> **Set problem**: Transcribe the text lines of all the records below character for character, omitting the pictures.

> **Dataset records**:
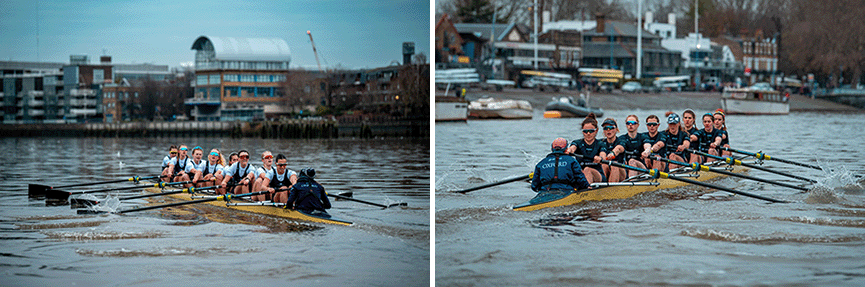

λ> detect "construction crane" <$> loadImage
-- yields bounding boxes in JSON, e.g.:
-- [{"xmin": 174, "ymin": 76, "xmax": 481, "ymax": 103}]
[{"xmin": 306, "ymin": 30, "xmax": 324, "ymax": 73}]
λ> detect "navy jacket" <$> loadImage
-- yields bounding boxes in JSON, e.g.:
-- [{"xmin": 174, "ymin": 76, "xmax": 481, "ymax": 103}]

> **Complete response**:
λ> detect "construction crane" <$> loadImage
-- yields bounding boxes in JSON, e.g.:
-- [{"xmin": 174, "ymin": 76, "xmax": 481, "ymax": 103}]
[{"xmin": 306, "ymin": 30, "xmax": 324, "ymax": 73}]
λ> detect "navy jacket" <$> loadImage
-- yields bounding boxes in JSON, e.g.:
-- [{"xmin": 174, "ymin": 76, "xmax": 481, "ymax": 103}]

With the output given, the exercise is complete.